Task prompt:
Restate the records in full, keeping every word as it is.

Data entries:
+ + +

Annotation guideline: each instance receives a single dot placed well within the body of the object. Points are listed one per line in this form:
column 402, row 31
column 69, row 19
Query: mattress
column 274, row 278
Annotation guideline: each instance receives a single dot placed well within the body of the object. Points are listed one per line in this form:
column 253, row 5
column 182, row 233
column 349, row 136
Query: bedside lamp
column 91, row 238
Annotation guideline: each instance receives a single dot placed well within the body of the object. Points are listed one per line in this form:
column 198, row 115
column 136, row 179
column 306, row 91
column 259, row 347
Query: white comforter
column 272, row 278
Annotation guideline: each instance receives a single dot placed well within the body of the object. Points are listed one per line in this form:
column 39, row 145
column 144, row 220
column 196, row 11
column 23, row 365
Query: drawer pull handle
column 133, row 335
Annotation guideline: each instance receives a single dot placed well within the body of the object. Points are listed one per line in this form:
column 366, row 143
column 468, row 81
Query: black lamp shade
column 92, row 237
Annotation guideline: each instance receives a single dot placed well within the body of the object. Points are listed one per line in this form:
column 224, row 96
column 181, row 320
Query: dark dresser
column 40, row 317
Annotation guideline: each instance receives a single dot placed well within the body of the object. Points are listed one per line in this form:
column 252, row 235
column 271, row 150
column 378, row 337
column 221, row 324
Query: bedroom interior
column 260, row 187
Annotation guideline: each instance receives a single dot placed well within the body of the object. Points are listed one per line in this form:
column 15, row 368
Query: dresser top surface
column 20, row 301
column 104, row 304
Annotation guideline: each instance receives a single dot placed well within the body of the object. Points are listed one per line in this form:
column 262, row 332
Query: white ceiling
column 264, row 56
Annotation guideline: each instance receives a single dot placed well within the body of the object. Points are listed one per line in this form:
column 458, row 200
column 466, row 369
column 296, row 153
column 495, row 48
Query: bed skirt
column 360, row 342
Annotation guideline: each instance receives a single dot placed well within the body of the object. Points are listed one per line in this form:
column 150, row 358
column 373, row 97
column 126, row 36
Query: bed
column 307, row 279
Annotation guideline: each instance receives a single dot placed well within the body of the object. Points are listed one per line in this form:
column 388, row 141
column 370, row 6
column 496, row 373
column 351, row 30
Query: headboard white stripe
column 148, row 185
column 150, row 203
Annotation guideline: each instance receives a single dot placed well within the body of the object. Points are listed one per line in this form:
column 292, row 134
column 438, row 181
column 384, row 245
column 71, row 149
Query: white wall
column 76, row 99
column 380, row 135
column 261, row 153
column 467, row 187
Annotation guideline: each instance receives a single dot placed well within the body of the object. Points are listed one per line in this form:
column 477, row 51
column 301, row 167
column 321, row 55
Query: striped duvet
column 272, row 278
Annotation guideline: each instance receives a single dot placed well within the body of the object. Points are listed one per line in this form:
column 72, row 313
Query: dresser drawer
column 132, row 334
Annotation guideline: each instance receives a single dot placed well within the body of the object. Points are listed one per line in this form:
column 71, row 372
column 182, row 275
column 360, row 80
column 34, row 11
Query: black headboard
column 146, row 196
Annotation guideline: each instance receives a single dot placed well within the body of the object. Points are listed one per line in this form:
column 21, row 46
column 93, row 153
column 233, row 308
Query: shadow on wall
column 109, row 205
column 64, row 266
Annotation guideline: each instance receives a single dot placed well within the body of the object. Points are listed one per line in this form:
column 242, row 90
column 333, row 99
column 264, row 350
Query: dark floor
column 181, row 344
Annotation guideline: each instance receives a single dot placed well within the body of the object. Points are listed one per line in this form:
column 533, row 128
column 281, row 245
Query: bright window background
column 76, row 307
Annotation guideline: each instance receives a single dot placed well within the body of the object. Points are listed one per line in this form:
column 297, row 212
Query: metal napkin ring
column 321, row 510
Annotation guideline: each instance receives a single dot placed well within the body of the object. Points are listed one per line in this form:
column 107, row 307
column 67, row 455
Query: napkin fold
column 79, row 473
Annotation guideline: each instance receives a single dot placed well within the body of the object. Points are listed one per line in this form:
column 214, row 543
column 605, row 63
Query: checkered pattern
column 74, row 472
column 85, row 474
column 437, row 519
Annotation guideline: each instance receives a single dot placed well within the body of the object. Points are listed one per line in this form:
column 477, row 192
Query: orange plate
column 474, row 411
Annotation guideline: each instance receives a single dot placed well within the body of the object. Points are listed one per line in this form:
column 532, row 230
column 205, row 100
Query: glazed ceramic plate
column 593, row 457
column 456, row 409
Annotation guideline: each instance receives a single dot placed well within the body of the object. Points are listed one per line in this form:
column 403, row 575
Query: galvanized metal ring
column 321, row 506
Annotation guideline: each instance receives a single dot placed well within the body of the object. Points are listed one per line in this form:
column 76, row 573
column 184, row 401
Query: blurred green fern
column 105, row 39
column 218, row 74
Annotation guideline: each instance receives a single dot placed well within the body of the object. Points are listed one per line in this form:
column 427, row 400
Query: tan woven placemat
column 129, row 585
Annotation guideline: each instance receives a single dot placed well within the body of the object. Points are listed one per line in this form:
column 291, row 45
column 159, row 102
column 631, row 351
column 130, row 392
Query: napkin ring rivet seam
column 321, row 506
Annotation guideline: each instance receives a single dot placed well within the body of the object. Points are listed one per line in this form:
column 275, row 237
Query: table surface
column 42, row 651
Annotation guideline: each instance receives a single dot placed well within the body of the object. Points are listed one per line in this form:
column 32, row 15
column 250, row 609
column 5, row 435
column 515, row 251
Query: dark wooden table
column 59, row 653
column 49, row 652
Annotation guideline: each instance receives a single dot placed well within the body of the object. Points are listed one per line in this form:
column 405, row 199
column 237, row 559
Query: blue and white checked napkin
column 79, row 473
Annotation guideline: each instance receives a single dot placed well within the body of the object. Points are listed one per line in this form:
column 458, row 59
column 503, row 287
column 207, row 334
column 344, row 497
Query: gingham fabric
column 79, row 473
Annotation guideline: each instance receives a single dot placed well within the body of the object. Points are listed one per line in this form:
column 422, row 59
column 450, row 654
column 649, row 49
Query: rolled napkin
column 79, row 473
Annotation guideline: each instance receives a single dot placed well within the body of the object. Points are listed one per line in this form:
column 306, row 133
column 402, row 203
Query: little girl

+ + +

Solution:
Annotation guideline: each instance receives a single dot placed well within the body of the object. Points are listed one per line in this form:
column 402, row 31
column 69, row 19
Query: mattress
column 274, row 278
Annotation guideline: each instance receives a single dot placed well within the body of the object. Points are listed one per line in this form:
column 253, row 5
column 182, row 233
column 349, row 136
Query: bedside lamp
column 91, row 238
Annotation guideline: each instance receives a single dot placed well within the body of the object. Points are listed one per line in this form:
column 198, row 115
column 136, row 179
column 306, row 91
column 259, row 347
Query: white comforter
column 272, row 278
Annotation guideline: each instance receives a single dot placed well within the body of the object. Points are listed one per line in this form:
column 39, row 145
column 144, row 220
column 196, row 11
column 23, row 365
Query: drawer pull handle
column 133, row 335
Annotation guideline: each instance receives a single dot placed well within the body of the object. Points are listed one per line in this form:
column 366, row 143
column 468, row 81
Query: black lamp shade
column 92, row 237
Annotation guideline: each instance receives a single dot placed well within the body of the object. Points are listed one per line in this form:
column 224, row 96
column 181, row 320
Query: dark dresser
column 40, row 317
Annotation guideline: each instance receives a single dot placed well within the body of the object. Points are listed one per line in this form:
column 252, row 235
column 271, row 150
column 378, row 337
column 221, row 324
Query: bedroom interior
column 260, row 187
Annotation guideline: each instance receives a single dot placed well within the body of the object. Points are listed one per line in this form:
column 15, row 368
Query: dresser top surface
column 20, row 301
column 104, row 304
Annotation guideline: each instance receives a single dot placed well within the body of the object. Points are listed one per line in this form:
column 262, row 332
Query: white ceiling
column 264, row 56
Annotation guideline: each instance receives a single dot placed well within the body of the object. Points are listed one per line in this form:
column 458, row 200
column 466, row 369
column 296, row 153
column 495, row 48
Query: bed skirt
column 360, row 342
Annotation guideline: each instance receives a single dot placed well within the body of the object. Points are listed one per line in this form:
column 150, row 358
column 373, row 97
column 126, row 36
Query: bed
column 307, row 279
Annotation guideline: each instance receives a single dot placed well within the body of the object. Points are listed one per line in this form:
column 388, row 141
column 370, row 6
column 496, row 373
column 351, row 30
Query: headboard white stripe
column 148, row 185
column 150, row 203
Annotation guideline: each instance receives a single dot placed well within the body of the object. Points are listed one per line in this form:
column 292, row 134
column 438, row 181
column 384, row 245
column 71, row 149
Query: white wall
column 76, row 99
column 380, row 135
column 261, row 153
column 467, row 187
Annotation guideline: each instance receives a single dot placed well within the body of the object. Points are listed one per line in this form:
column 477, row 51
column 301, row 167
column 321, row 55
Query: striped duvet
column 272, row 278
Annotation guideline: each instance receives a single dot placed well within the body of the object. Points are listed one per line in this form:
column 72, row 313
Query: dresser drawer
column 132, row 334
Annotation guideline: each instance receives a single dot placed well within the body of the object. Points are listed one per line in this form:
column 71, row 372
column 182, row 275
column 360, row 80
column 34, row 11
Query: black headboard
column 146, row 196
Annotation guideline: each instance receives a single dot placed well within the body of the object. Points are listed one per line in this form:
column 21, row 46
column 93, row 153
column 233, row 308
Query: shadow on wall
column 109, row 205
column 64, row 266
Annotation guideline: each instance receives a single dot placed well within the body of the object. Points are listed one per line in this form:
column 242, row 90
column 333, row 99
column 264, row 350
Query: dark floor
column 181, row 344
Annotation guideline: each instance receives a single dot placed well within the body of the object. Points are listed one per line in this form:
column 533, row 128
column 281, row 245
Query: bright window background
column 76, row 307
Annotation guideline: each instance receives a single dot placed well within the body of the object. Points are listed one per line in this form:
column 297, row 212
Query: metal napkin ring
column 321, row 510
Annotation guideline: each instance receives a single dot placed well within the body of the object. Points are listed one per line in this form:
column 107, row 307
column 67, row 455
Query: napkin fold
column 79, row 473
Annotation guideline: each instance receives a single dot placed well within the body of the object. Points are listed one per line in this form:
column 214, row 543
column 605, row 63
Query: checkered pattern
column 74, row 472
column 85, row 474
column 437, row 519
Annotation guideline: each instance receives a single dot placed well within the body of the object. Points are listed one per line in this form:
column 477, row 192
Query: orange plate
column 474, row 411
Annotation guideline: each instance receives a single dot placed well within the body of the object. Points are listed one per line in this form:
column 532, row 230
column 205, row 100
Query: glazed ceramic plate
column 593, row 457
column 456, row 409
Annotation guideline: each instance receives a single dot placed well within the body of the object. Points are listed one per line in this form:
column 403, row 575
Query: galvanized metal ring
column 321, row 506
Annotation guideline: each instance receives a single dot placed well within the body of the object. Points are listed one per line in this form:
column 76, row 573
column 184, row 401
Query: blurred green fern
column 105, row 39
column 218, row 74
Annotation guideline: each instance receives a single dot placed well within the body of the object. Points are listed one per line in this form:
column 427, row 400
Query: tan woven placemat
column 129, row 585
Annotation guideline: each instance receives a single dot placed well within the body of the object. Points are listed one per line in this form:
column 291, row 45
column 159, row 102
column 631, row 351
column 130, row 392
Query: napkin ring rivet seam
column 321, row 506
Annotation guideline: each instance receives a single dot placed well within the body of the object. Points are listed one per line in this form:
column 275, row 237
Query: table surface
column 42, row 651
Annotation guideline: each instance receives a single dot placed well within the body of the object. Points are listed one per line in this form:
column 32, row 15
column 250, row 609
column 5, row 435
column 515, row 251
Query: dark wooden table
column 59, row 653
column 49, row 652
Annotation guideline: each instance receives a single dot placed well within the body of the object. Points are listed one per line in this form:
column 405, row 199
column 237, row 559
Query: blue and white checked napkin
column 79, row 473
Annotation guideline: each instance receives a single dot placed well within the body of the object. Points are listed one per line in this form:
column 458, row 59
column 503, row 287
column 207, row 334
column 344, row 497
Query: gingham fabric
column 79, row 473
Annotation guideline: each instance receives a single dot placed well within the body of the object. Points are listed one per line in this form:
column 422, row 59
column 450, row 654
column 649, row 49
Query: rolled napkin
column 79, row 473
Annotation guideline: each instance receives a single dot placed well within the body of the object. Points are listed one per line in this form:
column 306, row 133
column 402, row 203
Query: little girl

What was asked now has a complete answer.